### DATA EXTRACTS
/---

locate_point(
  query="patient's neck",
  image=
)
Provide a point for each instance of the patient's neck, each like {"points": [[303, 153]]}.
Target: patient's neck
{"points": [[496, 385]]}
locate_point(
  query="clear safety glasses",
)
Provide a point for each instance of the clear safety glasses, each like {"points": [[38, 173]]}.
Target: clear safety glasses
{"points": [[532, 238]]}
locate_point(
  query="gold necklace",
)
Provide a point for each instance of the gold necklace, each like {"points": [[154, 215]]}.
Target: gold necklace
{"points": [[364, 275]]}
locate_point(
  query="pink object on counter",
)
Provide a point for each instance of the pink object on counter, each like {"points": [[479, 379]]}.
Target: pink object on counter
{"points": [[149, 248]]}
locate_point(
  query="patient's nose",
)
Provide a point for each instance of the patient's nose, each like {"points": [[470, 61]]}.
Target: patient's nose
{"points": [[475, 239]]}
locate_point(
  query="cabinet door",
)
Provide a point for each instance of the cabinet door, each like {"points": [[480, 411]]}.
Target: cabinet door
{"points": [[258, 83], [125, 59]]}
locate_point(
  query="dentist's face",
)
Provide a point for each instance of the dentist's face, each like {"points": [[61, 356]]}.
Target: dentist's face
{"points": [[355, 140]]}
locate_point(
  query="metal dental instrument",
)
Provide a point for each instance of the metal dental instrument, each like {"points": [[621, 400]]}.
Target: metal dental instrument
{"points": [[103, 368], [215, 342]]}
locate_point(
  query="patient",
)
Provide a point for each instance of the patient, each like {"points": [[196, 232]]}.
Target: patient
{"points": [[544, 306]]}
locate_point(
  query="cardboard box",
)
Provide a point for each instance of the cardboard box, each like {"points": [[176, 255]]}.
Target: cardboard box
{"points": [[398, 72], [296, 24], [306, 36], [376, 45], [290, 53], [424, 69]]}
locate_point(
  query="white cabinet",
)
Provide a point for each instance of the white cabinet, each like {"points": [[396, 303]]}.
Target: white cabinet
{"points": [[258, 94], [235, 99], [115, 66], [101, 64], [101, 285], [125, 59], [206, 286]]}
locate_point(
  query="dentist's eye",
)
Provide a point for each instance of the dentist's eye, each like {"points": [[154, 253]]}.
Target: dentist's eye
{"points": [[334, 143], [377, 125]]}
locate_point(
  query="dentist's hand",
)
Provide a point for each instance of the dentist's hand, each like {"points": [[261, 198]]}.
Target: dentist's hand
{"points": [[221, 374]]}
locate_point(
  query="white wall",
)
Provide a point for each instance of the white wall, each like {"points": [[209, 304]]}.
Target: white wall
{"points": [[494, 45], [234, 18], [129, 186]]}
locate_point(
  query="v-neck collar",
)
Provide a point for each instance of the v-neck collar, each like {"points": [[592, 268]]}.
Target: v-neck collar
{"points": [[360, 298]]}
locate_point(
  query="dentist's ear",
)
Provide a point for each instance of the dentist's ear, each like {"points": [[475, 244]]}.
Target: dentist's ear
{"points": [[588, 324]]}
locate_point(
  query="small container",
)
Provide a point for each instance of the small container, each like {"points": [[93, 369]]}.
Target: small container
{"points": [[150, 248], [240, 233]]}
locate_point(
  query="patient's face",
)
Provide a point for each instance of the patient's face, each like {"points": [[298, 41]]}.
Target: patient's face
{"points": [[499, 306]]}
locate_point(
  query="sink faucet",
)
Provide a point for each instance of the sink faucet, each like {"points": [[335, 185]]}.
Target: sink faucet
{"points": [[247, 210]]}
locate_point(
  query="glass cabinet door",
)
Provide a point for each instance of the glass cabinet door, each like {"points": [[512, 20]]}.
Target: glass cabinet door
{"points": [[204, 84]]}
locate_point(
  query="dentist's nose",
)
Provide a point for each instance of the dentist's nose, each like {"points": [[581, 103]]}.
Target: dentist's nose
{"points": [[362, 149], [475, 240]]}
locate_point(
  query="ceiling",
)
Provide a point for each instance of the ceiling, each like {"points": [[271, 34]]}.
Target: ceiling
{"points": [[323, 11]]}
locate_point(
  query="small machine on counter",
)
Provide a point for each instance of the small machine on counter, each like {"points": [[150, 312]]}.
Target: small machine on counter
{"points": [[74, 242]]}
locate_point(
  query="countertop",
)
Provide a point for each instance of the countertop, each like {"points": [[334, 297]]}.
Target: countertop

\---

### ACTIVITY
Start to finish, copy the material out exactly.

### RESPONSE AREA
locate_point(
  query="patient's neck",
  image=
)
Provide a point for each instance of the patient's neck, each like {"points": [[303, 153]]}.
Target: patient's neck
{"points": [[496, 385]]}
locate_point(
  query="clear safety glasses",
)
Provide a point for each instance of the clear safety glasses, each like {"points": [[38, 173]]}.
Target: clear safety glasses
{"points": [[532, 238]]}
locate_point(
  query="gold necklace",
)
Provide a point for each instance of the gold necklace, each like {"points": [[154, 215]]}.
Target: gold necklace
{"points": [[364, 275]]}
locate_point(
  query="pink object on counter",
)
Provide a point for each instance of the pink object on counter, each like {"points": [[479, 379]]}.
Target: pink object on counter
{"points": [[149, 248]]}
locate_point(
  query="patient's nose",
)
Provide a point for each instance of the patient's nose, each like {"points": [[470, 61]]}.
Target: patient's nose
{"points": [[475, 239]]}
locate_point(
  query="cabinet door",
)
Provide a point for each instance of the cabinet door, each like {"points": [[480, 411]]}.
Target: cabinet door
{"points": [[258, 83], [125, 59]]}
locate_point(
  query="dentist's face",
)
Provide a point for each instance of the dentist's face, each like {"points": [[61, 356]]}.
Target: dentist's face
{"points": [[355, 140]]}
locate_point(
  query="metal dental instrument",
)
Provide a point for each instance of the metal dental instrument, each like {"points": [[621, 400]]}.
Target: metal dental instrument
{"points": [[103, 368], [215, 342]]}
locate_point(
  query="patient",
)
Provide a point for each instance of the patient, each like {"points": [[196, 232]]}.
Target: patient
{"points": [[544, 306]]}
locate_point(
  query="cardboard box",
)
Provide a point for each instance of the cardboard box, each like {"points": [[176, 255]]}.
Target: cardboard box
{"points": [[398, 72], [296, 24], [306, 36], [376, 45], [290, 53], [424, 69]]}
locate_point(
  query="white cabinet",
)
Provide a point for each instance of the white cabinet, each like {"points": [[396, 303]]}.
Target: white cabinet
{"points": [[258, 94], [235, 99], [115, 66], [101, 64], [101, 285], [125, 59], [206, 286]]}
locate_point(
  query="dentist's eye",
)
Provide a point for each instance of the dentist's eye, each like {"points": [[154, 253]]}.
Target: dentist's eye
{"points": [[334, 143], [377, 125]]}
locate_point(
  query="dentist's hand",
)
Provide a point for each instance of the dentist's hand, each like {"points": [[261, 198]]}.
Target: dentist's hand
{"points": [[221, 374]]}
locate_point(
  query="white wall",
)
Provide a point for each instance of the white wall, each like {"points": [[209, 304]]}.
Target: white wall
{"points": [[494, 45], [234, 18], [129, 186]]}
locate_point(
  query="v-neck collar",
)
Provide a point for each instance of the v-neck collar, each like {"points": [[592, 268]]}.
Target: v-neck collar
{"points": [[360, 298]]}
locate_point(
  query="dentist's ear",
)
Provide a point for each instance of the dentist's ear, each like {"points": [[475, 244]]}.
Target: dentist's ear
{"points": [[588, 324]]}
locate_point(
  query="small container",
)
Provide a point for each instance of the small container, each like {"points": [[93, 369]]}.
Target: small container
{"points": [[150, 248], [240, 233]]}
locate_point(
  query="patient's face",
)
Provide a point for each instance of the patient's face, each like {"points": [[298, 41]]}.
Target: patient's face
{"points": [[499, 306]]}
locate_point(
  query="sink faucet",
)
Provide a point for each instance of the sink faucet, each like {"points": [[335, 185]]}.
Target: sink faucet
{"points": [[247, 210]]}
locate_point(
  query="glass cabinet door",
)
Provide a point for each instance of the glass cabinet door, each like {"points": [[512, 20]]}.
Target: glass cabinet door
{"points": [[204, 84]]}
locate_point(
  query="dentist's nose",
)
Provide a point for each instance of the dentist's nose, each like {"points": [[581, 103]]}.
Target: dentist's nose
{"points": [[362, 149], [475, 240]]}
locate_point(
  query="ceiling",
)
Provide a point for each instance of the ceiling, each like {"points": [[271, 34]]}.
Target: ceiling
{"points": [[323, 11]]}
locate_point(
  query="small machine on counter",
)
Provide a point for each instance of the small machine on counter, each like {"points": [[150, 312]]}.
Target: small machine on counter
{"points": [[74, 242]]}
locate_point(
  query="countertop",
)
Provide a point for each instance of the countertop, each like {"points": [[334, 297]]}.
Target: countertop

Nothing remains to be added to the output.